[Set exercise] Render every line of the data below as a Markdown table with two columns, Row and Entry, holding a running row number and the line itself. Leave out any blank lines.

============================================================

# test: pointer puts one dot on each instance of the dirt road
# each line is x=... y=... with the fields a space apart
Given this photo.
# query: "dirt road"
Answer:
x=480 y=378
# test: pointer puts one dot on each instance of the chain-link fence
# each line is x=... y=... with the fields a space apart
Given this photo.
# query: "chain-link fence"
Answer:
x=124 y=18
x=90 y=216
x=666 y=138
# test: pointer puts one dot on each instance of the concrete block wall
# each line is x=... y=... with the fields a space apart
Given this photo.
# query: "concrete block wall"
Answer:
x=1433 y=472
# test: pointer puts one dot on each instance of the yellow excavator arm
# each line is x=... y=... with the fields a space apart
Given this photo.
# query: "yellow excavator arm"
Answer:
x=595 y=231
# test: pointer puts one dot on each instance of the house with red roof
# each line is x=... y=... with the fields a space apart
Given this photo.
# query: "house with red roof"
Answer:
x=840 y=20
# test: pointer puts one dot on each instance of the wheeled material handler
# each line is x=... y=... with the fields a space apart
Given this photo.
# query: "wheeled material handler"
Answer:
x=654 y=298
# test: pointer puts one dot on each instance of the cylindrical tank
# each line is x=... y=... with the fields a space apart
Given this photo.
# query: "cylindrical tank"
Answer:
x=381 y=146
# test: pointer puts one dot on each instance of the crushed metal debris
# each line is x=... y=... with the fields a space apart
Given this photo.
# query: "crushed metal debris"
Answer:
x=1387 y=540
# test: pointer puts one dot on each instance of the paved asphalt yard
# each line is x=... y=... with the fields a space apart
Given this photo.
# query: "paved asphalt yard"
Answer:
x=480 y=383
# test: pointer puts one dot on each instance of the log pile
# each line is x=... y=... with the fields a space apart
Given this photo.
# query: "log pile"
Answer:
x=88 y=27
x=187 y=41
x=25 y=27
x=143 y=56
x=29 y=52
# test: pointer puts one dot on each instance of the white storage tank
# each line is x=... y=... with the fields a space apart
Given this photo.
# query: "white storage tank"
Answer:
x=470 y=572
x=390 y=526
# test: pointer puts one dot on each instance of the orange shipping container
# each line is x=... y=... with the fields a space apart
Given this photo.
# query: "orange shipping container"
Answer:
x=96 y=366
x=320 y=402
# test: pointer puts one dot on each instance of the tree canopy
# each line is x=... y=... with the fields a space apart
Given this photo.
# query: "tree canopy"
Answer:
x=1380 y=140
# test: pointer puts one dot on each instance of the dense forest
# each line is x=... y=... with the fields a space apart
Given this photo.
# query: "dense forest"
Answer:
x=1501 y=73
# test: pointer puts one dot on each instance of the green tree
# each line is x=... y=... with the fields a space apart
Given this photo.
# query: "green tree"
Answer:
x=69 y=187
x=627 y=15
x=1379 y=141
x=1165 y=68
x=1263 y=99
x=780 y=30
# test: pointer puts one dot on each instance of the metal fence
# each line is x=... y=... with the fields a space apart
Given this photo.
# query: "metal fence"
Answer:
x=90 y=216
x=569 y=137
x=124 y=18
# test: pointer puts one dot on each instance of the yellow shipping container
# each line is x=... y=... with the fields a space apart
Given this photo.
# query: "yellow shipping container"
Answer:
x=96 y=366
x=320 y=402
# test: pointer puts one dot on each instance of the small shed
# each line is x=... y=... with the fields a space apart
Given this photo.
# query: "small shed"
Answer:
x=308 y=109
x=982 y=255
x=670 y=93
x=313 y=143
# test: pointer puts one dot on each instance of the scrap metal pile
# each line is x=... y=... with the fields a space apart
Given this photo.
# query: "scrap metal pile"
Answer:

============================================================

[The output]
| Row | Entry |
|---|---|
| 1 | # test: pointer puts one dot on each instance of the dirt road |
| 2 | # each line is x=... y=... with the fields a space apart |
| 3 | Given this photo. |
| 4 | # query: "dirt road" |
| 5 | Answer: |
| 6 | x=480 y=378 |
| 7 | # test: pointer puts one dot on each instance of the chain-link fence |
| 8 | # each line is x=... y=... with the fields a space apart |
| 9 | Given this photo. |
| 10 | # query: "chain-link fence" |
| 11 | Answer: |
| 12 | x=124 y=18 |
| 13 | x=90 y=216 |
| 14 | x=666 y=138 |
| 15 | # test: pointer puts one dot on each instance of the concrete block wall |
| 16 | # each line is x=... y=... with the fields a space apart |
| 17 | Given this photo. |
| 18 | # query: "concrete block wall" |
| 19 | Answer: |
| 20 | x=1433 y=472 |
| 21 | # test: pointer puts one dot on each instance of the yellow excavator arm |
| 22 | # each line is x=... y=... with the fields a space apart |
| 23 | Given this photo. |
| 24 | # query: "yellow excavator arm" |
| 25 | Answer: |
| 26 | x=595 y=231 |
| 27 | # test: pointer puts one dot on each instance of the house with red roof |
| 28 | # each line is x=... y=... with the fields a space apart |
| 29 | Given this photo. |
| 30 | # query: "house with red roof" |
| 31 | Answer: |
| 32 | x=840 y=20 |
| 33 | # test: pointer puts one dot on each instance of the wheeled material handler |
| 34 | # each line is x=... y=... with the fields a space apart |
| 35 | Given this photo. |
| 36 | # query: "wheeled material handler" |
| 37 | Answer: |
| 38 | x=654 y=298 |
| 39 | # test: pointer puts one dot on each instance of the cylindrical tank |
| 40 | # each line is x=... y=... with the fields a space apart |
| 41 | Given this photo. |
| 42 | # query: "cylindrical tank" |
| 43 | Answer: |
| 44 | x=381 y=146 |
| 45 | # test: pointer puts one dot on each instance of the crushed metal debris |
| 46 | # each line is x=... y=... with the fields a space apart |
| 47 | Given this photo. |
| 48 | # query: "crushed metal debris" |
| 49 | Answer: |
| 50 | x=1387 y=540 |
| 51 | # test: pointer puts one dot on each instance of the paved asphalt yard |
| 52 | # each line is x=... y=... with the fields a space apart |
| 53 | Given this photo. |
| 54 | # query: "paved asphalt yard" |
| 55 | Answer: |
| 56 | x=480 y=383 |
| 57 | # test: pointer puts one dot on each instance of the log pile |
| 58 | # each line is x=... y=... with the fields a space apart |
| 59 | Given this photo. |
| 60 | # query: "log pile" |
| 61 | Answer: |
| 62 | x=88 y=27 |
| 63 | x=187 y=41 |
| 64 | x=25 y=27 |
| 65 | x=143 y=56 |
| 66 | x=29 y=52 |
| 67 | # test: pointer puts one dot on each instance of the white storage tank |
| 68 | # each line is x=... y=... with the fields a space apart |
| 69 | Given this photo. |
| 70 | # query: "white storage tank" |
| 71 | Answer: |
| 72 | x=470 y=572 |
| 73 | x=390 y=526 |
| 74 | # test: pointer puts one dot on each instance of the orange shipping container |
| 75 | # each line is x=... y=... with the fields a space apart |
| 76 | Given this photo. |
| 77 | # query: "orange shipping container" |
| 78 | Answer: |
| 79 | x=96 y=366 |
| 80 | x=320 y=402 |
| 81 | # test: pointer puts one dot on each instance of the tree canopy |
| 82 | # each line is x=... y=... with the fields a space apart |
| 83 | Given this photo. |
| 84 | # query: "tree canopy" |
| 85 | Answer: |
| 86 | x=1380 y=140 |
| 87 | # test: pointer puts one dot on each instance of the dense forest |
| 88 | # each line is x=... y=... with the fields a space apart |
| 89 | Given this photo. |
| 90 | # query: "dense forest" |
| 91 | Answer: |
| 92 | x=1501 y=73 |
| 93 | # test: pointer puts one dot on each instance of the green tree |
| 94 | # each line is x=... y=... with the fields a space apart |
| 95 | Given this photo. |
| 96 | # query: "green tree" |
| 97 | Answer: |
| 98 | x=69 y=187 |
| 99 | x=627 y=15 |
| 100 | x=1379 y=141 |
| 101 | x=1165 y=68 |
| 102 | x=1263 y=99 |
| 103 | x=780 y=30 |
| 104 | # test: pointer puts one dot on each instance of the metal fence |
| 105 | # each line is x=... y=... with the fields a space apart |
| 106 | Given this photo. |
| 107 | # query: "metal fence" |
| 108 | Answer: |
| 109 | x=90 y=216 |
| 110 | x=569 y=137 |
| 111 | x=124 y=18 |
| 112 | # test: pointer puts one dot on each instance of the yellow shipping container |
| 113 | # each line is x=... y=... with the fields a space apart |
| 114 | Given this photo. |
| 115 | # query: "yellow shipping container" |
| 116 | Answer: |
| 117 | x=96 y=366 |
| 118 | x=320 y=402 |
| 119 | # test: pointer puts one dot on each instance of the small shed |
| 120 | # each line is x=... y=... with the fields a space apart |
| 121 | Given this photo. |
| 122 | # query: "small shed" |
| 123 | Answer: |
| 124 | x=308 y=109 |
| 125 | x=982 y=255 |
| 126 | x=670 y=93 |
| 127 | x=313 y=143 |
| 128 | # test: pointer puts one dot on each instance of the scrap metal pile |
| 129 | # each line is x=... y=... with the fields a space apart |
| 130 | Given this photo. |
| 131 | # query: "scrap metal pile" |
| 132 | Answer: |